- **Texto extraído**

Como a principal intenção do Seminário era trazer uma visão múltipla dos países que tiveram contato com a viagem de Magalhães, o doutor em História pelo Colegio del México e professor titular do Instituto de História da Pontifícia Universidad Católica de Chile, Rafael Sagredo Baeza, traz a “Representação de Magalhães na Historiografia Chilena no Século XIX”, em cujo texto o autor analisa as representações feitas por José Toribio Medina em suas obras sobre a travessia pelo hoje denominado Estreito de Magalhães, observando como fundamentais para a inserção da História chilena na “Historiografia Mundial”.

Doutora pela University College London, graduada pela Pontificia Universidad Católica del Perú, onde atualmente é professora, Margarita Suárez, em seu artigo “Lima, Calculta y las Cuatro Partes del Mundo: El Impacto del Viagem de Magallanes-Elcano em los Siglos XVI y XVII”, afirma que, com a circum-navegação de Magalhães foi possível estabelecer, pela primeira vez, um intercâmbio de mercadorias, pessoas e culturas; algo que seria, segundo ela, a “primeira globalização”. A autora chama a atenção para as novas redes de comércio criadas por conta da expansão ibérica, destacando ainda como teria se desenvolvido, por meio dessa nova e intensa interação entre os diferentes continentes, essa “globalização precoce”, com redes de intercâmbios e comércio.

Linhas de uma coleção:
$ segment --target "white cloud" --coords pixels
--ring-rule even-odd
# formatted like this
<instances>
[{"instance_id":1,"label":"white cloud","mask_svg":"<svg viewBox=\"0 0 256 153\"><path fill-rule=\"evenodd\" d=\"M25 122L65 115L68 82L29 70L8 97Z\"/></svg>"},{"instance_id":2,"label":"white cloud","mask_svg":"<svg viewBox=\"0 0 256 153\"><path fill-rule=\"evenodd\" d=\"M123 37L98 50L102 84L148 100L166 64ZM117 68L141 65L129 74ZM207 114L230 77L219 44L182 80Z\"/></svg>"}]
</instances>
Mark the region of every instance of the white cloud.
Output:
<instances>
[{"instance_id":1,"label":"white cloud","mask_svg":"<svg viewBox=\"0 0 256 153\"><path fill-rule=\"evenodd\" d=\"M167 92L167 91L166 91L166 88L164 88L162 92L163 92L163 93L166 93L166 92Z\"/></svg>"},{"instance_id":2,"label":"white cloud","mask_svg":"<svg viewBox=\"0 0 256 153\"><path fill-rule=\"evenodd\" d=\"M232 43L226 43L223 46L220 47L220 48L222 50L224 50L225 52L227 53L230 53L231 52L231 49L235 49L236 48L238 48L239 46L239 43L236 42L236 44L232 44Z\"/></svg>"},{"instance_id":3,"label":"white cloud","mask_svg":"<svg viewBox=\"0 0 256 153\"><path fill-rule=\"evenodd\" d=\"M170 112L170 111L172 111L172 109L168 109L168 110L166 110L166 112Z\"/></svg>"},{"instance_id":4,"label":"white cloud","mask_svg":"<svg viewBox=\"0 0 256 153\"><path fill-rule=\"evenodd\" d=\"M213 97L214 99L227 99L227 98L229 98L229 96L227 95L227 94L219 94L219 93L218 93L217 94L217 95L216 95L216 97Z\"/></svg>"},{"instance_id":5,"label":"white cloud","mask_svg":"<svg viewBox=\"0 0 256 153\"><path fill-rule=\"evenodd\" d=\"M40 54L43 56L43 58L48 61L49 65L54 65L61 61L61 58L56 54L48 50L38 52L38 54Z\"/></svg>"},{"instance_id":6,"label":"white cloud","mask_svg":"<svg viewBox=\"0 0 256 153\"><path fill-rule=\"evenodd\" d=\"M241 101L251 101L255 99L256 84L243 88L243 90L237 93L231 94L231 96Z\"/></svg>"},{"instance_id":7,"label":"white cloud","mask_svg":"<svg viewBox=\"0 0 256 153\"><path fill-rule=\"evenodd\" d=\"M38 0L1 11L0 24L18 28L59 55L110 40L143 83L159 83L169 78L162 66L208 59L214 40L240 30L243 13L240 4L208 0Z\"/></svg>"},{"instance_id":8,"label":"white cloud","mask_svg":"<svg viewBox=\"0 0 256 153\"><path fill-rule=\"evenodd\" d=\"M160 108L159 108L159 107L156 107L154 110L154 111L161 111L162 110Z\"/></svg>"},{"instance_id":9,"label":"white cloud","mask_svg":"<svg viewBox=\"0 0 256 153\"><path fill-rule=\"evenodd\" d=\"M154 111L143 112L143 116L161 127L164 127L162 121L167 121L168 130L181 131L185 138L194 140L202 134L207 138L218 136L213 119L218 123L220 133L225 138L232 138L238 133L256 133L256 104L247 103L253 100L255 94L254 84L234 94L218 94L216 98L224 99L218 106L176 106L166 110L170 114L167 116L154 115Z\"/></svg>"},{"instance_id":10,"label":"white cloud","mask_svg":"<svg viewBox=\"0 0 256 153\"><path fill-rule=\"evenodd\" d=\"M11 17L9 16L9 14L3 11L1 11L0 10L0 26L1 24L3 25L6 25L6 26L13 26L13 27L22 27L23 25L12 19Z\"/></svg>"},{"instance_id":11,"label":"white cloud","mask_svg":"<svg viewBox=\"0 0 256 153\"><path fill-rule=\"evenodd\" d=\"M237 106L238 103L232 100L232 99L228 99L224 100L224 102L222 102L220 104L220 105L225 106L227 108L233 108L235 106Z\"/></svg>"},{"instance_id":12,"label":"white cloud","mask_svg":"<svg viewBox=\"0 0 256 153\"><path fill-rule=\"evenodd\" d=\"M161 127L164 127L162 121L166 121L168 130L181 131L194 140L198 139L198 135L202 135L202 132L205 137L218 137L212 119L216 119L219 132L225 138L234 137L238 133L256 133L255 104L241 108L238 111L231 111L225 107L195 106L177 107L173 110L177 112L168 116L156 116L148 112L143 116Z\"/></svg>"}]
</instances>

- **Objetivo do exercício**
Digite novamente, sem alterações, o trecho do texto sobre a viagem de Magalhães que vai de "Doutora pela University" a "intercâmbios e comércio.". Não é preciso usar as linhas.

- **Resposta**
Doutora pela University College London, graduada pela Pontificia Universidad Católica del Perú, onde atualmente é professora, Margarita Suárez, em seu artigo “Lima, Calculta y las Cuatro Partes del Mundo: El Impacto del Viagem de Magallanes-Elcano em los Siglos XVI y XVII”, afirma que, com a circum-navegação de Magalhães foi possível estabelecer, pela primeira vez, um intercâmbio de mercadorias, pessoas e culturas; algo que seria, segundo ela, a “primeira globalização”. A autora chama a atenção para as novas redes de comércio criadas por conta da expansão ibérica, destacando ainda como teria se desenvolvido, por meio dessa nova e intensa interação entre os diferentes continentes, essa “globalização precoce”, com redes de intercâmbios e comércio.